= TESTO DEL DOCUMENTO =
______
Riflettevo l’altra sera col tappetino musicale giusto…
“Arrival the birds”
colonna sonora delle serate “giuste”, quelle in cui è…giusto analizzare cosa non vada, dove andare, se cercare, perché affannarsi e quando decidere di tornare a rinchiudersi nel proprio piccolo castello dei sogni.
Ma attenzione anche alle porte del primo grande conflitto mondiale si parlava di “Castello dei Sogni”: me lo ha ricordato l’altra sera il mitico Andrew, mentre giocava con dei gatti per strada, super gaudente nonché ispiratissimo per l’ennesima figura pessima della Juventus.
Io, tuttavia, ho ormai da anni deciso di chiudermi in un castello diverso.
Un recinto che sappia proteggermi da tante pesanti situazioni.
______
= DATI MOSTRATI =
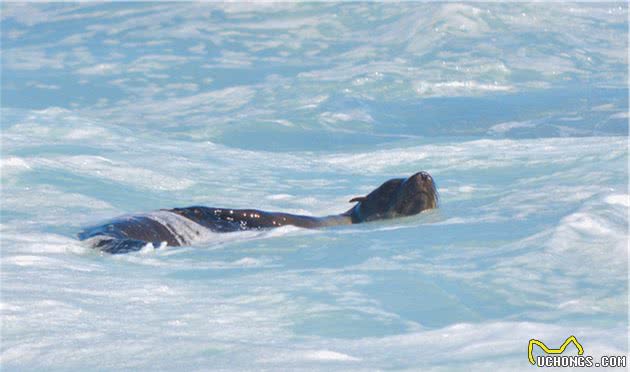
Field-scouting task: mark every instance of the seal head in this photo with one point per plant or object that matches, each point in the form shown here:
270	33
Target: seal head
396	198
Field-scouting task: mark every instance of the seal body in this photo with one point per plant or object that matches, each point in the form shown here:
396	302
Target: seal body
185	226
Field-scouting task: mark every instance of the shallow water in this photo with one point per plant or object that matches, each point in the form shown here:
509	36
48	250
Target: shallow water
520	112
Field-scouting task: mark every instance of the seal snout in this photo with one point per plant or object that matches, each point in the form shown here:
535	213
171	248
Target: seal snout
422	178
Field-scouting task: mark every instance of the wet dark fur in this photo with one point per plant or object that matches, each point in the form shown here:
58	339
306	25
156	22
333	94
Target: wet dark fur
394	198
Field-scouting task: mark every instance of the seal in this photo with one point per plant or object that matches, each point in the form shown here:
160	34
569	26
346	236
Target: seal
396	197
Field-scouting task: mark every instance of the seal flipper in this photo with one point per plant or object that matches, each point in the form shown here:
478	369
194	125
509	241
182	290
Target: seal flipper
117	246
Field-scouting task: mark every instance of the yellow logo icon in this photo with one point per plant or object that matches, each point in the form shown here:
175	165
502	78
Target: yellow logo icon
547	350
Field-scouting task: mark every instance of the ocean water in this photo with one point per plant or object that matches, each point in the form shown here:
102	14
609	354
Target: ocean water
519	111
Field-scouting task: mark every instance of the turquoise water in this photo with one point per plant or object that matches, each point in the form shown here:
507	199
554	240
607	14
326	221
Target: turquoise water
519	112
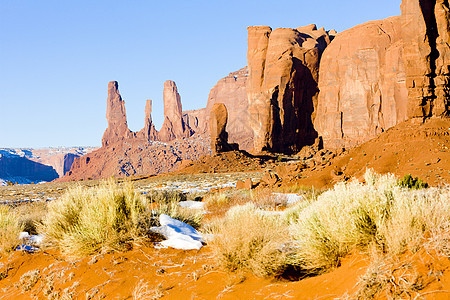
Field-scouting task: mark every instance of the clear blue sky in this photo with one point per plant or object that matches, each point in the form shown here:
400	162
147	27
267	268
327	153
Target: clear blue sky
57	57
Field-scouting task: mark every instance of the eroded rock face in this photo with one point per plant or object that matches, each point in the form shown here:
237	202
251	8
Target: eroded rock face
116	116
174	126
426	29
231	91
282	86
219	135
362	84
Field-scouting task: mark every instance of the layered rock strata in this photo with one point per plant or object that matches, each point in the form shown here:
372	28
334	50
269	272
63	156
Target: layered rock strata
282	86
231	91
219	135
426	37
362	84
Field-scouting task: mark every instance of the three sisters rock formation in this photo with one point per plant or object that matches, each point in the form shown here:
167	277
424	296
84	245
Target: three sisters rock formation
300	84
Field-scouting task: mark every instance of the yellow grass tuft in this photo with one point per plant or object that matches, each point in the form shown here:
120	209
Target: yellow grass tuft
97	219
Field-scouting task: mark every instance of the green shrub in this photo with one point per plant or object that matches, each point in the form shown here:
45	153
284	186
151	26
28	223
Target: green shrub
97	219
412	182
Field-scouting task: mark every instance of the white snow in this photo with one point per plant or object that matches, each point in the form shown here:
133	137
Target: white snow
192	204
179	235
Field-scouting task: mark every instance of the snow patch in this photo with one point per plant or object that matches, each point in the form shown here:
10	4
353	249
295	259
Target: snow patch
179	235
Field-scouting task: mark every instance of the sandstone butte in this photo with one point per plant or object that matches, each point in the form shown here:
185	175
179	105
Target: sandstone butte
300	84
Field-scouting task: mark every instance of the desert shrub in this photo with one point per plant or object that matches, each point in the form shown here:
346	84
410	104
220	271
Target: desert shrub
96	219
412	182
10	229
354	215
247	239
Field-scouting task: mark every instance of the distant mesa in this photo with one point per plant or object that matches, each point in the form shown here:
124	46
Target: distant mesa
301	85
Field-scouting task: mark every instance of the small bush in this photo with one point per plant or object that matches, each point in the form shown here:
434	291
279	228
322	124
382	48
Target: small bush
97	219
10	229
247	239
412	182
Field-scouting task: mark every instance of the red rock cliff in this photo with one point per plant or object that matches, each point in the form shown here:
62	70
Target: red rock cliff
116	116
282	86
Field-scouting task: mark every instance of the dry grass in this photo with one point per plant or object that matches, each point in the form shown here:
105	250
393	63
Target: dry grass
29	280
142	291
30	215
389	278
102	218
356	215
10	229
247	239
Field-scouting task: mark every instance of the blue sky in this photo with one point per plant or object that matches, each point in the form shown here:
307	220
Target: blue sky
57	57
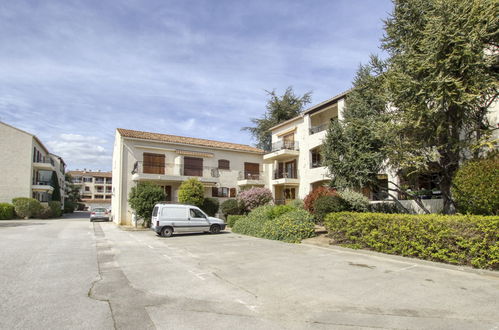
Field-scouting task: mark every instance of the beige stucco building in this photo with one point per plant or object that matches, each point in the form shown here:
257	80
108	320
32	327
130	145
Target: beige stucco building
95	187
224	168
27	166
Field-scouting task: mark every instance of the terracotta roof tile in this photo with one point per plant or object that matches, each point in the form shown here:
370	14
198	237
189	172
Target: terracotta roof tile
187	140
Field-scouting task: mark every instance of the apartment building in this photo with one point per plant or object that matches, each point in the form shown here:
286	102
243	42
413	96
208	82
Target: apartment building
224	168
27	167
293	165
95	187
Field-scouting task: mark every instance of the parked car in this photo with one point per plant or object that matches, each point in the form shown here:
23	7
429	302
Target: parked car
168	219
100	213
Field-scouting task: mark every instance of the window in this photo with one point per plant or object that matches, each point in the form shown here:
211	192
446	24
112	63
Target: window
220	192
316	158
196	214
193	166
153	163
223	164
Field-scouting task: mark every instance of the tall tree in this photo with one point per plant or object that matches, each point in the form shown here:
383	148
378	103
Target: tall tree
279	109
443	77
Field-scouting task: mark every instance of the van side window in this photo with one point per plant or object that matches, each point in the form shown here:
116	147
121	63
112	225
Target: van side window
196	214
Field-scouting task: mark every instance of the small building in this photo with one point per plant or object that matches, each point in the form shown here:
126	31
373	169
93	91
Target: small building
224	168
27	167
95	187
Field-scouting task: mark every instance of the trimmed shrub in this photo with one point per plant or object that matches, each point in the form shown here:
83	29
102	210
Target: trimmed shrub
455	239
327	204
476	187
210	206
26	207
55	206
290	227
355	202
308	202
6	211
191	192
232	219
252	198
45	212
230	207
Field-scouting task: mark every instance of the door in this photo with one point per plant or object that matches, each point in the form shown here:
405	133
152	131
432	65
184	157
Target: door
193	166
153	163
252	171
198	221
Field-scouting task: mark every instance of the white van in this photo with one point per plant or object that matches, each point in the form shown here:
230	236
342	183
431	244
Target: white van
177	218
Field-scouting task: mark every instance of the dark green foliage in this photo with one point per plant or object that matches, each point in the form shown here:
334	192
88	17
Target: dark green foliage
279	109
231	207
26	207
143	197
191	192
476	187
210	206
232	219
55	206
327	204
6	211
56	194
273	222
455	239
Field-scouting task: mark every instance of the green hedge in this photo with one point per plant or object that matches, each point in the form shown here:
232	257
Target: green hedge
283	222
6	211
231	219
454	239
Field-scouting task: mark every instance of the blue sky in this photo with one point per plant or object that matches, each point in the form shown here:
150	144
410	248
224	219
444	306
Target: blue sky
74	71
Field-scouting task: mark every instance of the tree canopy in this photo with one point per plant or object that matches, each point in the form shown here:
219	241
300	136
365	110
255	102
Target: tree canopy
279	109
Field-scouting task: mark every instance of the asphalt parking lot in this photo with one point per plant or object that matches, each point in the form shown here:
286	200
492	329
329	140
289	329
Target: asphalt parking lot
75	274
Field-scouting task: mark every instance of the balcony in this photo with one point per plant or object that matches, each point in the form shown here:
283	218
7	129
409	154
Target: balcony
282	149
247	178
173	172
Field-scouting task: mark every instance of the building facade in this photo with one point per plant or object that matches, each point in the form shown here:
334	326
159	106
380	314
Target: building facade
27	167
95	187
168	160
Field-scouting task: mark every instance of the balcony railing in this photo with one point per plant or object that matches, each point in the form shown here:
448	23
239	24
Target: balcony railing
285	175
248	175
318	128
175	169
284	145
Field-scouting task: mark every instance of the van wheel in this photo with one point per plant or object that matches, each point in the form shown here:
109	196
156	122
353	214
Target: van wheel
167	231
215	229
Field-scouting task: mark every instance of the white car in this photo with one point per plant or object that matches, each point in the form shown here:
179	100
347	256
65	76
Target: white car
177	218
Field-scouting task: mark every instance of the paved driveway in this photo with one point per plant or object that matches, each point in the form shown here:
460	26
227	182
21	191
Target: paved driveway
230	281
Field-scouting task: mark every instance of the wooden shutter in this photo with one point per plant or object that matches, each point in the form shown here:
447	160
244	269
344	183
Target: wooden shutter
154	163
193	166
251	171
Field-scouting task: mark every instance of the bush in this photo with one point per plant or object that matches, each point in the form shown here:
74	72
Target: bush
6	211
252	198
26	207
231	207
69	206
327	204
232	219
476	187
308	202
355	202
191	192
210	206
55	206
290	227
143	197
455	239
45	212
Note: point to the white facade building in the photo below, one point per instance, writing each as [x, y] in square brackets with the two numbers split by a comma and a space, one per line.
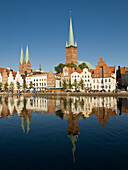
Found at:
[85, 75]
[10, 78]
[19, 79]
[39, 81]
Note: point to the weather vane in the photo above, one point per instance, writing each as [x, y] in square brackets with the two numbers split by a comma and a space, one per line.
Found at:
[70, 13]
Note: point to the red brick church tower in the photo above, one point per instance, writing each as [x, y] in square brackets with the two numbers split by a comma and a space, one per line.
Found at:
[24, 65]
[71, 48]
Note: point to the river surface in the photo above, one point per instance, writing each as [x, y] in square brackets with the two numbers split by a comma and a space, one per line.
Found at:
[63, 133]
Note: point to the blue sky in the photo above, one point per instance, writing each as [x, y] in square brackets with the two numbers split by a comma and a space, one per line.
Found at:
[100, 29]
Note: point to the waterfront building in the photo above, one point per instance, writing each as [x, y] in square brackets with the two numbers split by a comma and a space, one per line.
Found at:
[122, 77]
[19, 79]
[104, 77]
[10, 78]
[0, 78]
[24, 65]
[71, 50]
[66, 74]
[39, 81]
[85, 75]
[54, 80]
[124, 80]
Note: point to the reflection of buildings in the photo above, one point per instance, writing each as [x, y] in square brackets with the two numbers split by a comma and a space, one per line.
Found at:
[103, 108]
[122, 104]
[71, 108]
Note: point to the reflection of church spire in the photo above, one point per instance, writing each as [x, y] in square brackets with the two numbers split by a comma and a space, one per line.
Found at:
[25, 117]
[23, 124]
[28, 125]
[73, 139]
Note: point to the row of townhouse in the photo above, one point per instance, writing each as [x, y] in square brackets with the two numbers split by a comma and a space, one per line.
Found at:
[9, 76]
[102, 77]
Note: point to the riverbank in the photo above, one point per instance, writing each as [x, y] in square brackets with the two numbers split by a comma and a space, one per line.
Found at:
[105, 94]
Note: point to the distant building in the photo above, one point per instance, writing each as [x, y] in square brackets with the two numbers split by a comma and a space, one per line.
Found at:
[54, 80]
[85, 75]
[122, 77]
[24, 65]
[104, 77]
[39, 81]
[71, 50]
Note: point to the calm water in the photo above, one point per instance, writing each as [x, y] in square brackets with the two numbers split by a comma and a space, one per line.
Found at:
[63, 133]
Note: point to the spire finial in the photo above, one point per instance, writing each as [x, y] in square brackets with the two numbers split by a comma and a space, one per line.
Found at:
[71, 37]
[21, 56]
[27, 58]
[70, 13]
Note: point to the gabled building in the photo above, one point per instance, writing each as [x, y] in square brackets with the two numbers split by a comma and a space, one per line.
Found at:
[104, 77]
[71, 50]
[24, 65]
______
= AZIONE RICHIESTA A =
Secondo il testo del documento, chi ha ricordato che alle porte del primo grande conflitto mondiale si parlava di “Castello dei Sogni”?
= AZIONE RICHIESTA B =
Queste affermazioni concordano con il testo del documento? Per ciascuna rispondi sì o no e cita le parole decisive del testo.
(i) “Arrival the birds” è definito colonna sonora delle serate “giuste”.
(ii) Andrew giocava con dei cani per strada.
(iii) Da anni si è deciso di chiudersi in un castello diverso.

= SOLUZIONE A =
Il mitico Andrew.

= SOLUZIONE B =
(i) Sì: «colonna sonora delle serate “giuste”».
(ii) No: «mentre giocava con dei gatti per strada».
(iii) Sì: «Io, tuttavia, ho ormai da anni deciso di chiudermi in un castello diverso».